DATA PROVIDED Start Marker

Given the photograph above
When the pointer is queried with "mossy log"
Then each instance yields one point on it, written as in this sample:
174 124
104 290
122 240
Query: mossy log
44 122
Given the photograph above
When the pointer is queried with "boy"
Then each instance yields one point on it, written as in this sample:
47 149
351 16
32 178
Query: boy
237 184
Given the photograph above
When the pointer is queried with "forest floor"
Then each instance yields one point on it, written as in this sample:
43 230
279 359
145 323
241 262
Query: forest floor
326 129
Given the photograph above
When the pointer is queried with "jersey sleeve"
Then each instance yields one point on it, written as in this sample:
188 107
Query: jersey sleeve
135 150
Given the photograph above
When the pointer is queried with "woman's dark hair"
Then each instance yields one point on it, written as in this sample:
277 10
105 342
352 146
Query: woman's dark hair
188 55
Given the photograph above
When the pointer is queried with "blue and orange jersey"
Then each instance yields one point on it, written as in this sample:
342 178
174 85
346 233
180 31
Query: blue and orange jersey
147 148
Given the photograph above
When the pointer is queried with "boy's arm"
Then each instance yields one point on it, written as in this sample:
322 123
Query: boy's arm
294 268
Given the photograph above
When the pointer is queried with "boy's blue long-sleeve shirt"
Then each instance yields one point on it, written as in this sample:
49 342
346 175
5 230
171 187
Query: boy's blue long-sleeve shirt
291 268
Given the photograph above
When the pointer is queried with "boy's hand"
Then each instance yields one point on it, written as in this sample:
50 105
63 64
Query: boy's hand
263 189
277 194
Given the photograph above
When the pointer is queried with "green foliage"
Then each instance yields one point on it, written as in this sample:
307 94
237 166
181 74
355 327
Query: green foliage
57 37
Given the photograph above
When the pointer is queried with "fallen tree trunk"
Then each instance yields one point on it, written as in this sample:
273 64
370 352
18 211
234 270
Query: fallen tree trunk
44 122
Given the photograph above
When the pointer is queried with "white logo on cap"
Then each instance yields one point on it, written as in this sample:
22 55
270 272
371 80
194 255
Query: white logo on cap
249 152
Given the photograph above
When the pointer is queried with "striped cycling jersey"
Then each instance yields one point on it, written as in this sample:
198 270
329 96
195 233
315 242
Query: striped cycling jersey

DATA PROVIDED End Marker

INSTRUCTIONS FOR THE TASK — Pull out all lines of the data with the string "cycling".

RESPONSE —
When the pointer is queried with "striped cycling jersey"
Query: striped cycling jersey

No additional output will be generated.